• What needs to be done
A single number is needed: how many lines of the data hold the word "instance".
=== Section Start ===
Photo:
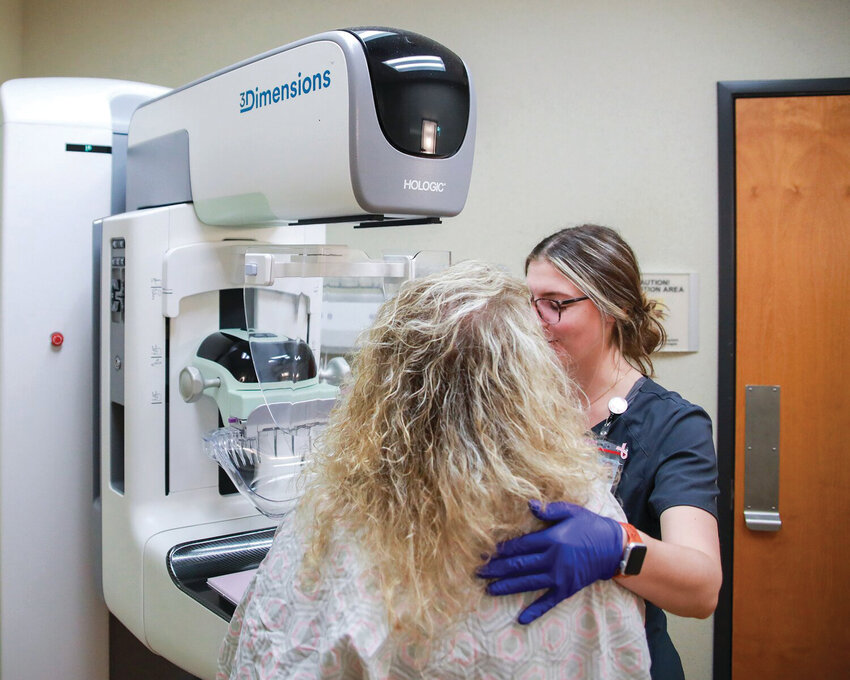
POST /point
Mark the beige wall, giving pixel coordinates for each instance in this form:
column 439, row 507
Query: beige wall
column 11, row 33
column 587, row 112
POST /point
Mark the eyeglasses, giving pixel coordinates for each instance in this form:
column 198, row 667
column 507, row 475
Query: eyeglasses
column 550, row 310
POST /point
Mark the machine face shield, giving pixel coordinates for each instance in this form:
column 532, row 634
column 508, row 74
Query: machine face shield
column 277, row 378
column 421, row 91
=== Section End ===
• Answer to this exercise
3